■ Material provided:
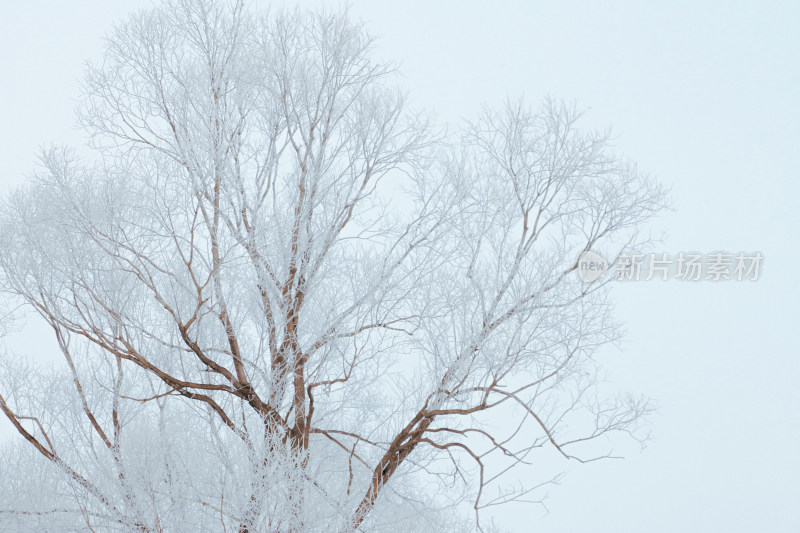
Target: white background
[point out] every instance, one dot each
* * *
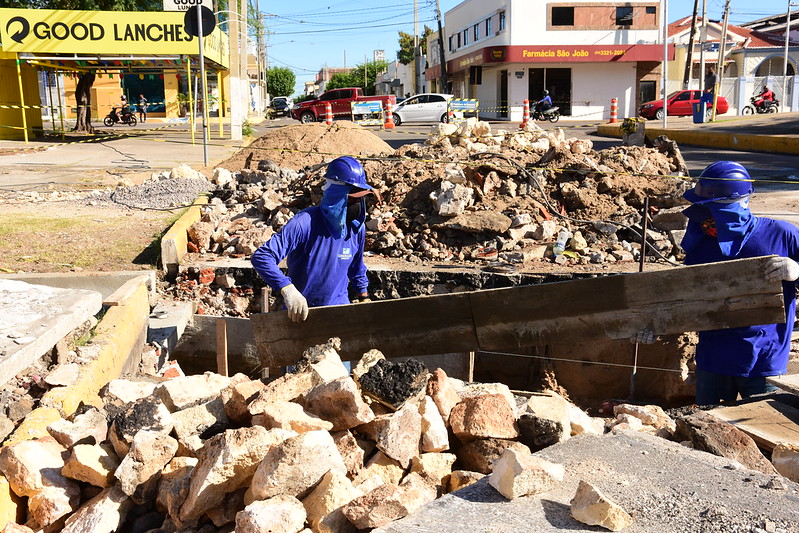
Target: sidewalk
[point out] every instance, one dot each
==
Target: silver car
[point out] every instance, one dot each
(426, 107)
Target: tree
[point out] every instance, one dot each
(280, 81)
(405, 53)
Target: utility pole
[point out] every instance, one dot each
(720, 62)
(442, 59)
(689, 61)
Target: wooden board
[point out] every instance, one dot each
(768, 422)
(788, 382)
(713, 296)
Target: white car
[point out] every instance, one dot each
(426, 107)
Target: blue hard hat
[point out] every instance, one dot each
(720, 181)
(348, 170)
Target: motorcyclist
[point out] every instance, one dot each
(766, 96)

■ Task description: How many lines in the rows above contain the word "Target"? Reply with the number alone.

■ Exercise answer: 9